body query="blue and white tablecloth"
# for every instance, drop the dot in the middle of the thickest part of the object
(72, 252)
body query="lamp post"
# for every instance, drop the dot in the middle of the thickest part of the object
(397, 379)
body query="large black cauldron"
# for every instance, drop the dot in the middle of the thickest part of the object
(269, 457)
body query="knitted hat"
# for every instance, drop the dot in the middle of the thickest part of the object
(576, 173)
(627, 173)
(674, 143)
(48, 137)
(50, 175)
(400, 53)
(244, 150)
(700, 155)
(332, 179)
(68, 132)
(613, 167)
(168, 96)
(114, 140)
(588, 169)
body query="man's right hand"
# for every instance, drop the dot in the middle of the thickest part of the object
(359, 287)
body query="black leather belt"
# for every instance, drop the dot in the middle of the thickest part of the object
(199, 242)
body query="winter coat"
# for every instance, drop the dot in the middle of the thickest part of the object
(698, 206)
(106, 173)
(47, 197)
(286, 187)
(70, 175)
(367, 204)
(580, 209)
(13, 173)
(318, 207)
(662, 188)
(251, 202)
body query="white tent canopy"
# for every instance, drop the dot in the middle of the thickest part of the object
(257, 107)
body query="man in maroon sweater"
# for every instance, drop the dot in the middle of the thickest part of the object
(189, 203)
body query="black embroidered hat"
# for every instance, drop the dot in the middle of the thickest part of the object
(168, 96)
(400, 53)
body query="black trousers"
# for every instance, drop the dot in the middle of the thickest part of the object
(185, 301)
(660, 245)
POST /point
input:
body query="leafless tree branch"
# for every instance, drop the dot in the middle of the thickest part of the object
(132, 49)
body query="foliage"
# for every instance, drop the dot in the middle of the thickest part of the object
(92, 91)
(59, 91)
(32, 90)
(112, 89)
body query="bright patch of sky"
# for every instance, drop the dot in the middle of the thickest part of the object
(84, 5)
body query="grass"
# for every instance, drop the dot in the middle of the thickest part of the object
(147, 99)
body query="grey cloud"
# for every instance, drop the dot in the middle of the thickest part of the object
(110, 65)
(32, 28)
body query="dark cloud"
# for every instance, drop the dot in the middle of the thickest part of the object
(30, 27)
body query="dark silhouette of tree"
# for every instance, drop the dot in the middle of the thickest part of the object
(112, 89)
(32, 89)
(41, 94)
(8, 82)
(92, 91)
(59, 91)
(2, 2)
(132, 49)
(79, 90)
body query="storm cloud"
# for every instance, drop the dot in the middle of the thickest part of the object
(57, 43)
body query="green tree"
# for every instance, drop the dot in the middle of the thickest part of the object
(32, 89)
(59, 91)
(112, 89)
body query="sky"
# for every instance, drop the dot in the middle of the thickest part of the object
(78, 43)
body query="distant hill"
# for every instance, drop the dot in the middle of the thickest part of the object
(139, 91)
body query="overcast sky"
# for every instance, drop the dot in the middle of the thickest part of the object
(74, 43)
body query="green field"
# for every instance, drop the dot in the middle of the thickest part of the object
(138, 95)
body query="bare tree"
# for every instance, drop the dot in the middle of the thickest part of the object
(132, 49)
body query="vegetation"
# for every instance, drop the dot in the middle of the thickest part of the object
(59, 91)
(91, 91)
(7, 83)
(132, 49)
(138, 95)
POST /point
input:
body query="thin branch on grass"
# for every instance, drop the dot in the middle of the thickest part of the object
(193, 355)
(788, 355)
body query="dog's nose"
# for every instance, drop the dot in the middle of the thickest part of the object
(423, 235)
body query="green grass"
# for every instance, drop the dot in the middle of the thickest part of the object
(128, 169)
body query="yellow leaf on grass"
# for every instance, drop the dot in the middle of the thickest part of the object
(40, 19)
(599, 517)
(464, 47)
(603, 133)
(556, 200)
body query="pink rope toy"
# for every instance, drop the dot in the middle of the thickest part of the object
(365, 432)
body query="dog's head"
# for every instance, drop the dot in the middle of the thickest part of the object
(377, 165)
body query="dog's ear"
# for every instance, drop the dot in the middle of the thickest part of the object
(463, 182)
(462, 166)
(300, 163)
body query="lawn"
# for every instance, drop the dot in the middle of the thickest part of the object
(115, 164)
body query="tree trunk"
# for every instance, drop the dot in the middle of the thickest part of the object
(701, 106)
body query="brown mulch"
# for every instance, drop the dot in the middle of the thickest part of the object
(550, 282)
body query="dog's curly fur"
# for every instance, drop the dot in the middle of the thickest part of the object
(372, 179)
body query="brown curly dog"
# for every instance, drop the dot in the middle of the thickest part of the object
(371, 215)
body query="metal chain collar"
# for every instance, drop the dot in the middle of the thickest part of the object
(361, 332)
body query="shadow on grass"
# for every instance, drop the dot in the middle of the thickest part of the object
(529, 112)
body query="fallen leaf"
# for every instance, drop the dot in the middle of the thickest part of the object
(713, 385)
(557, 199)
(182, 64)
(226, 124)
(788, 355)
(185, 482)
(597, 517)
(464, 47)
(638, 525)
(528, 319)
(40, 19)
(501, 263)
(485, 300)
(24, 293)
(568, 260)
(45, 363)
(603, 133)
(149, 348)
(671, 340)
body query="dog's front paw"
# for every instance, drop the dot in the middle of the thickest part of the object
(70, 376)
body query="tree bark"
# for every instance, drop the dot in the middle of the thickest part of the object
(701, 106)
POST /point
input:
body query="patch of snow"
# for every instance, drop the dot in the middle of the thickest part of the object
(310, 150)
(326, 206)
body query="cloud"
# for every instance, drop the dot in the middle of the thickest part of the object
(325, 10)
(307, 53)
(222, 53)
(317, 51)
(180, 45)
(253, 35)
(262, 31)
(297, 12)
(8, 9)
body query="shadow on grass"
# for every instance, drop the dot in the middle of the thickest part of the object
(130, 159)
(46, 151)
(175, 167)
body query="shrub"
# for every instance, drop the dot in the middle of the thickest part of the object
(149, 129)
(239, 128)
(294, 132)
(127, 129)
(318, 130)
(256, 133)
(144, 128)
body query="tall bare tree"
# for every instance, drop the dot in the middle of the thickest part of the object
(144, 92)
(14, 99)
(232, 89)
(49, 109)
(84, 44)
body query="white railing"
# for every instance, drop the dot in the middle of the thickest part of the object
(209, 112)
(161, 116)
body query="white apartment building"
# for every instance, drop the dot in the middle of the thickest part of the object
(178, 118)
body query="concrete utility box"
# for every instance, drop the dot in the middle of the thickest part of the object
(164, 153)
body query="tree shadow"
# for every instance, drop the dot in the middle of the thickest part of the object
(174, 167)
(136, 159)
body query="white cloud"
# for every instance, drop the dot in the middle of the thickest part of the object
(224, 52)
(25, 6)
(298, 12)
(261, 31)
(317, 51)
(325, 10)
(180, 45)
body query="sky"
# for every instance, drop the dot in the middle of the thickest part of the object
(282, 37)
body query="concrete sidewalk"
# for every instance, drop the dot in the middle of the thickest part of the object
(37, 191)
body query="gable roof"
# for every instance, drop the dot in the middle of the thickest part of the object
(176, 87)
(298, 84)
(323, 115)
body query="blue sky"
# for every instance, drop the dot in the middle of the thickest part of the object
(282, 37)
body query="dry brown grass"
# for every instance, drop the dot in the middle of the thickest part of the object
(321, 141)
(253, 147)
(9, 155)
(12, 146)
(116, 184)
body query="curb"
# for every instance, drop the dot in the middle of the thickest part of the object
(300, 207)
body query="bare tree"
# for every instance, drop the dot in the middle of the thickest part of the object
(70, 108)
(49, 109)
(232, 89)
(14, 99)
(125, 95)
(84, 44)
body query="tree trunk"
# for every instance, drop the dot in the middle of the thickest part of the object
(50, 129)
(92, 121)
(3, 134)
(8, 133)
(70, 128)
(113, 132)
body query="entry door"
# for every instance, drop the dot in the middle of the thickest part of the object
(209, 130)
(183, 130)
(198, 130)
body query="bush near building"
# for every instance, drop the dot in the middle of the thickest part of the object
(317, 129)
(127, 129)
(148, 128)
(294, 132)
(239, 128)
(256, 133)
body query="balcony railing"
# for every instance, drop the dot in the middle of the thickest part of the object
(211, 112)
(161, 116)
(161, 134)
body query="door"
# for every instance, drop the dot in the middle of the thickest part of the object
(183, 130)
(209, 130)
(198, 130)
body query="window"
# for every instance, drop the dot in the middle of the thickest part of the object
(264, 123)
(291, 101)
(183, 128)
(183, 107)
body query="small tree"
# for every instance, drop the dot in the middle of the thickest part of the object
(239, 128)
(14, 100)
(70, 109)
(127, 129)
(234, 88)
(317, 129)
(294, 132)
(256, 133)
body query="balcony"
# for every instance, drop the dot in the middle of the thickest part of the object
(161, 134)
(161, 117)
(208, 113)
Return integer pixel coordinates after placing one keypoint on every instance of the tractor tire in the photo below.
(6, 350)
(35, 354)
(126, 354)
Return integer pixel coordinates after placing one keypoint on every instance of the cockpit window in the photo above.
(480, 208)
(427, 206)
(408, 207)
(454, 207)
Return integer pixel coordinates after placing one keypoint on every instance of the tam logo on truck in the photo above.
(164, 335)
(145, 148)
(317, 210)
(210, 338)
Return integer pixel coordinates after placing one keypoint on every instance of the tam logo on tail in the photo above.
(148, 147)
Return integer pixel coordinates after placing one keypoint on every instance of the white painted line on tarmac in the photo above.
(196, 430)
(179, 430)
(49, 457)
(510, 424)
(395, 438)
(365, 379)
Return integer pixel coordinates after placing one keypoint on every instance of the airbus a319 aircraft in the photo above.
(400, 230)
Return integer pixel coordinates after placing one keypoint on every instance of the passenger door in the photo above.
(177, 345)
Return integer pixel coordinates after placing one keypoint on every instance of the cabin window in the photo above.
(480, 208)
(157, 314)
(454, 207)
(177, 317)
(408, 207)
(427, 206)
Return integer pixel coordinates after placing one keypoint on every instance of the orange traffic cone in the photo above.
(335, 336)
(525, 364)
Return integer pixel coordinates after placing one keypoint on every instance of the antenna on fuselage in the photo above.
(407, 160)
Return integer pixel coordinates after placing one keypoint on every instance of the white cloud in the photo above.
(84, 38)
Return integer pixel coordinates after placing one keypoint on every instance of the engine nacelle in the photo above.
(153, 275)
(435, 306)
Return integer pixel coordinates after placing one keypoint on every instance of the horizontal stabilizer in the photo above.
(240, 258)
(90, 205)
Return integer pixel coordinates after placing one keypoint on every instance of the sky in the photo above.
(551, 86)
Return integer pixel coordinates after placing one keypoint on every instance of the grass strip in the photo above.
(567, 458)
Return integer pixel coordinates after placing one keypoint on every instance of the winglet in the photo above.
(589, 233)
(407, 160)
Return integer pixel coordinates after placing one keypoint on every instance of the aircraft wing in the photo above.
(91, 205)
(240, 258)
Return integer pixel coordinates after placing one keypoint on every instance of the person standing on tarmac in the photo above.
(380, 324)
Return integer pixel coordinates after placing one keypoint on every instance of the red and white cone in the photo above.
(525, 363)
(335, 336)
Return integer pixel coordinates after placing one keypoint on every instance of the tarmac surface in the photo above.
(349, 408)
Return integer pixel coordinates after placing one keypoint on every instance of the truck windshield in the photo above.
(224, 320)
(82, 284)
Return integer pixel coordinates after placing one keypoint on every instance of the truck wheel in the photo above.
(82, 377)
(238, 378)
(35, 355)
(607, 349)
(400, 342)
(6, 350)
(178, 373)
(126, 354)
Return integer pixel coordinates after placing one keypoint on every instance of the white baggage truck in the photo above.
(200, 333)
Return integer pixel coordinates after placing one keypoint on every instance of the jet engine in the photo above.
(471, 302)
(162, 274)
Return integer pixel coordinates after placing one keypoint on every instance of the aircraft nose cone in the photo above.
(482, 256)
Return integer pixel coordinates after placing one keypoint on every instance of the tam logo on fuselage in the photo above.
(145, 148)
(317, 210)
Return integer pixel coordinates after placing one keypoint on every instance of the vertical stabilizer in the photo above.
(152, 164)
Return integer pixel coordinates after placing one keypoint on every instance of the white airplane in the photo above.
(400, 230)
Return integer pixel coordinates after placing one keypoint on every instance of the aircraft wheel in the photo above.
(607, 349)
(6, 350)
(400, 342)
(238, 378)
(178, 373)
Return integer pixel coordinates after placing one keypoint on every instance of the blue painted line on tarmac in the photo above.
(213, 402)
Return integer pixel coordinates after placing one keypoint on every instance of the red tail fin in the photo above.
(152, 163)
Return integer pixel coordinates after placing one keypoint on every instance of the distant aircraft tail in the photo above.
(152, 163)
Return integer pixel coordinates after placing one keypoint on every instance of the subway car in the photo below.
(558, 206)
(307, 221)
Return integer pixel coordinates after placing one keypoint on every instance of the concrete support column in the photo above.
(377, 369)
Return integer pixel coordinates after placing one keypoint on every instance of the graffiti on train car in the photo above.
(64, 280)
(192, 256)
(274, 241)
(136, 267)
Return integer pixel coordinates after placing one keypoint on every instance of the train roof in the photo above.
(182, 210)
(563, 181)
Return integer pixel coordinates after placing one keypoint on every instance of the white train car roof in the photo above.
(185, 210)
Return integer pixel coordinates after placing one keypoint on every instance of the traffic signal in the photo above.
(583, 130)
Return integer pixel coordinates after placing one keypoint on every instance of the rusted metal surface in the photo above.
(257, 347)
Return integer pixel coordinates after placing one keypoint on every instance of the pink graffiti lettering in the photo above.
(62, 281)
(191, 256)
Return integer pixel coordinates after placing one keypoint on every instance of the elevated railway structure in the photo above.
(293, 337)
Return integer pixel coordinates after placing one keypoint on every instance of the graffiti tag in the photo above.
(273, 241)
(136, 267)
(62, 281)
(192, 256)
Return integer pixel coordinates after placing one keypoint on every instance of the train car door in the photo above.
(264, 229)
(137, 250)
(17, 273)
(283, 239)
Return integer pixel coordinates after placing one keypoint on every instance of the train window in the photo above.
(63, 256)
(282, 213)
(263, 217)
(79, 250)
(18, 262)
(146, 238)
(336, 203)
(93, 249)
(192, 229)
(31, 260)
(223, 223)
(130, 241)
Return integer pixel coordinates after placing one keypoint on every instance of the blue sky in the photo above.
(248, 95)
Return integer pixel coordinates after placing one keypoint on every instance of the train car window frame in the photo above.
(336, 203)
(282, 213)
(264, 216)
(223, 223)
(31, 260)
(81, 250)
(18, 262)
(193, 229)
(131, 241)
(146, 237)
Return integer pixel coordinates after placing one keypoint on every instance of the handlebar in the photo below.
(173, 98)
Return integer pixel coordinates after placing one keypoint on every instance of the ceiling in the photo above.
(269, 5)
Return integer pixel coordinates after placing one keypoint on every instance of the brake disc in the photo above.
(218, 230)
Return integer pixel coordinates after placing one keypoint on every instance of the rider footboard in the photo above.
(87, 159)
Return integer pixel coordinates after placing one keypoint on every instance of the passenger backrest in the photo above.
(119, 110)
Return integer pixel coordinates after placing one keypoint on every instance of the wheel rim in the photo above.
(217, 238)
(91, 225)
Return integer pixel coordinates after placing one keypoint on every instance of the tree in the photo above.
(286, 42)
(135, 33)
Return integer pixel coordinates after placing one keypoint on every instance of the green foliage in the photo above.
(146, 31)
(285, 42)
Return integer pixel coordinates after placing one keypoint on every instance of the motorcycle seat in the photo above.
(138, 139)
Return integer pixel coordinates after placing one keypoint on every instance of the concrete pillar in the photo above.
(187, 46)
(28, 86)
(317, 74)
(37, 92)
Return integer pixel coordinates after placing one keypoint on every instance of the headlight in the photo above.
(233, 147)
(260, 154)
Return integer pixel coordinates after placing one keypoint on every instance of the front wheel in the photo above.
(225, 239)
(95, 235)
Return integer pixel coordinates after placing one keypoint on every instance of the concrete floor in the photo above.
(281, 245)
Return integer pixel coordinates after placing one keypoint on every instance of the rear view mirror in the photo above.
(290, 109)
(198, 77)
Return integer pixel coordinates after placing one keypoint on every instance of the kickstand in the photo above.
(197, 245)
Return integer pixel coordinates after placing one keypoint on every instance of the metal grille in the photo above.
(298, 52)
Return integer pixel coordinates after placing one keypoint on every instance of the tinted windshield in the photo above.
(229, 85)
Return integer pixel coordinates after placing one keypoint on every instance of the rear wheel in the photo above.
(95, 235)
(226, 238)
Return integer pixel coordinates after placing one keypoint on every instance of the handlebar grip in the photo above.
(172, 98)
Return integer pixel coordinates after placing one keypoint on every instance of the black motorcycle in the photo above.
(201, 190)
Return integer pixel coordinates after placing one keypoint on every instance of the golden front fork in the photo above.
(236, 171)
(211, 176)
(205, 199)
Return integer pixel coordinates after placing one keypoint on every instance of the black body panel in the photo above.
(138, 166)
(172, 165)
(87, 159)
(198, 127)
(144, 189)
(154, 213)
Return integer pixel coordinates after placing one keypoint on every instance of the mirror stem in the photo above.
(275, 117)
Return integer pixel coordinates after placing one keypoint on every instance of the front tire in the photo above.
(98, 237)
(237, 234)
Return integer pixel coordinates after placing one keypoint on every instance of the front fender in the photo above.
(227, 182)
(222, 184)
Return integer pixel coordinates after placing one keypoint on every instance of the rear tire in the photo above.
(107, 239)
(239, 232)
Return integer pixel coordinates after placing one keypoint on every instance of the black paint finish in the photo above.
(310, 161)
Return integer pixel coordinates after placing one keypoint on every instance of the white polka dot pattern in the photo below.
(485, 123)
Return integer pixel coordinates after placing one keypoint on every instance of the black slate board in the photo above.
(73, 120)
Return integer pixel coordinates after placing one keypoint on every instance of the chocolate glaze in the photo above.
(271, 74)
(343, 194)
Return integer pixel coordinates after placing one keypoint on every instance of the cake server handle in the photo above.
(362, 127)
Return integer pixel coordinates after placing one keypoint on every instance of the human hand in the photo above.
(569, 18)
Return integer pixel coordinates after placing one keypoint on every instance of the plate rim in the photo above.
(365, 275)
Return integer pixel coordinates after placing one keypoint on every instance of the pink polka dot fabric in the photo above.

########################################

▶ [Exercise directions] Return every line above that contains the word "branch".

▶ [Output for this exercise]
body query="leafless tree branch"
body query="thin branch on grass"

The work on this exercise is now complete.